─── Material shown ───

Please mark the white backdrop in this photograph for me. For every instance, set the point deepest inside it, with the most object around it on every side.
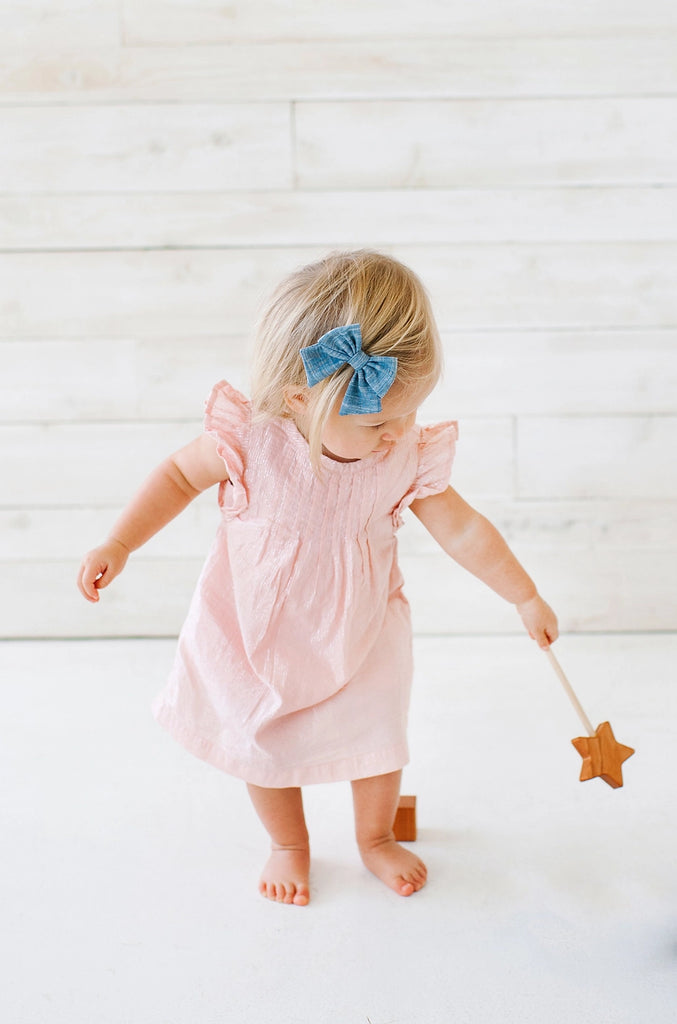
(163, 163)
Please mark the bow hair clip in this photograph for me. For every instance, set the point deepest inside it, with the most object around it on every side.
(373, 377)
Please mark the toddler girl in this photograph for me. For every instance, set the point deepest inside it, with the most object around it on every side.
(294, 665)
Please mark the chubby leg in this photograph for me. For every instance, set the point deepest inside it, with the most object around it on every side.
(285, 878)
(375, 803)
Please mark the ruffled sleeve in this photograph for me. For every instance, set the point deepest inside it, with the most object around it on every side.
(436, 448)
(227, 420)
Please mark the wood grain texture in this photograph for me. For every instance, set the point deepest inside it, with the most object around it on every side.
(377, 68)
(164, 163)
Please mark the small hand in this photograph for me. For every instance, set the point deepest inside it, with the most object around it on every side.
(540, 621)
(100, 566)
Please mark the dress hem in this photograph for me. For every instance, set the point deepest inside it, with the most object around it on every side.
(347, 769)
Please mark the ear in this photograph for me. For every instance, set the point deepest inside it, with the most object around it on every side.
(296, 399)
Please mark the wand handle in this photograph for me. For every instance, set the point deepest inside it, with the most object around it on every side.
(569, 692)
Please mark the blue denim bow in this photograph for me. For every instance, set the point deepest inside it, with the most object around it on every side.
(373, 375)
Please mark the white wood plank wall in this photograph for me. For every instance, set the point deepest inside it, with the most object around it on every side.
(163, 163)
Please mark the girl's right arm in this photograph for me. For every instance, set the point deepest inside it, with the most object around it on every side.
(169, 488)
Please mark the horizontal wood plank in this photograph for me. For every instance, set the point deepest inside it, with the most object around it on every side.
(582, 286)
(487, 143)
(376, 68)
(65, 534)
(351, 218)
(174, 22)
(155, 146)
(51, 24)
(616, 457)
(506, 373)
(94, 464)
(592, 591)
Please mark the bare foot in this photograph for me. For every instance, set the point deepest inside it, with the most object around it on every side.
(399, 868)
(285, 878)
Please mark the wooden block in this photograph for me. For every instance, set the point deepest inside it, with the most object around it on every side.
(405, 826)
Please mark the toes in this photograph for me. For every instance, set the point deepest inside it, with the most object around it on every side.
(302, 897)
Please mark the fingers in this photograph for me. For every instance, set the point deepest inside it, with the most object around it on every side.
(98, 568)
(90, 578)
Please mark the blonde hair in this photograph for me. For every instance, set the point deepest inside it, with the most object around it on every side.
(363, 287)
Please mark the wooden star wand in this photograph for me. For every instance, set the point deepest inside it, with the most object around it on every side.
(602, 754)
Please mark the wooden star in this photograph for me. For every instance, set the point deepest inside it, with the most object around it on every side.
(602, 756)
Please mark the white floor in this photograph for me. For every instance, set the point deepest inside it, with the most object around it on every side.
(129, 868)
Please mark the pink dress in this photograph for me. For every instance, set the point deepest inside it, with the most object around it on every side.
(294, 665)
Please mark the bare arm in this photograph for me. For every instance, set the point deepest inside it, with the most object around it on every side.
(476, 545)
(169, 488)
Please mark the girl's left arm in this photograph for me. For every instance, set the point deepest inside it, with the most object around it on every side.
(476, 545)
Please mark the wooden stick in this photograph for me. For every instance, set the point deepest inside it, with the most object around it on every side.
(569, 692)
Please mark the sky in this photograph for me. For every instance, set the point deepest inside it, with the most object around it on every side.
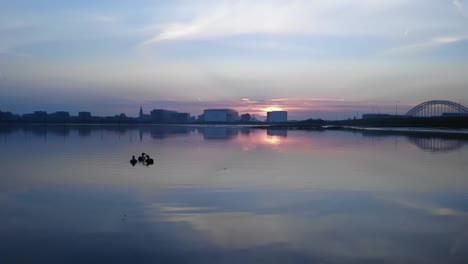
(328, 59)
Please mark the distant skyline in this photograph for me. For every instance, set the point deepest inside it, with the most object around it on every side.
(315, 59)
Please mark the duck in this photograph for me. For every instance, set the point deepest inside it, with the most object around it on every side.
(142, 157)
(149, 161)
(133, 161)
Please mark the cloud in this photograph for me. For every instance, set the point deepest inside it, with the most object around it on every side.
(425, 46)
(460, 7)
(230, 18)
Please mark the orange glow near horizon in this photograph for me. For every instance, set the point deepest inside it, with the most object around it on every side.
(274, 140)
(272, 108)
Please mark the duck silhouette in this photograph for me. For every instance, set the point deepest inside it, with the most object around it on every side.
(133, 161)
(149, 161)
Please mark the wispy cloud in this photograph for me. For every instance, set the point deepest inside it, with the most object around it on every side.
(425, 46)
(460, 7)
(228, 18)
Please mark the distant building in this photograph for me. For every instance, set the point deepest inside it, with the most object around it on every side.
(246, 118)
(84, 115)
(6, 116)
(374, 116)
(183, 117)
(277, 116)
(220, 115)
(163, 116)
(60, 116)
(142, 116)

───
─── Material shown ───

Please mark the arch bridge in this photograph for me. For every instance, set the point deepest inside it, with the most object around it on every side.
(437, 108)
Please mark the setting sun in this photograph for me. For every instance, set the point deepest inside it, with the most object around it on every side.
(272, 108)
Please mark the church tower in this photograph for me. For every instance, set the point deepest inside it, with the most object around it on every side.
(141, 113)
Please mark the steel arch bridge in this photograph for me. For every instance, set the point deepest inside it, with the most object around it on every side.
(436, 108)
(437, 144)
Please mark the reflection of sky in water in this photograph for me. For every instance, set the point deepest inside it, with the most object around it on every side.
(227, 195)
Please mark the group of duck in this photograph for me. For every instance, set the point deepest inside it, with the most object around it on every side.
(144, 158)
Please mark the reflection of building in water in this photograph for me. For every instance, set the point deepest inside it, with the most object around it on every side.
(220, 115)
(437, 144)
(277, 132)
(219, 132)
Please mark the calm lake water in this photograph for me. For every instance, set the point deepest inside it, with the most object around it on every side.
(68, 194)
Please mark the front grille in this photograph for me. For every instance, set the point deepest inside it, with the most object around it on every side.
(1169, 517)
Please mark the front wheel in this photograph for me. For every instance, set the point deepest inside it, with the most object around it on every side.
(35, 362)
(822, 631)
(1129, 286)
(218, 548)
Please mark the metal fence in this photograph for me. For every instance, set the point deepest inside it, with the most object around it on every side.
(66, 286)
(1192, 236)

───

Which lines in the dataset items above contain the word "cloud"? Pull out each of those lines in full, treating case as significant.

Please mark the cloud in this photograph for me. For every instance, set the point deepest inside it, with the most object around it on every side.
Please mark the wispy cloud in this photograph for me. For every instance, set the point deepest inside it, with the most object around it on every side.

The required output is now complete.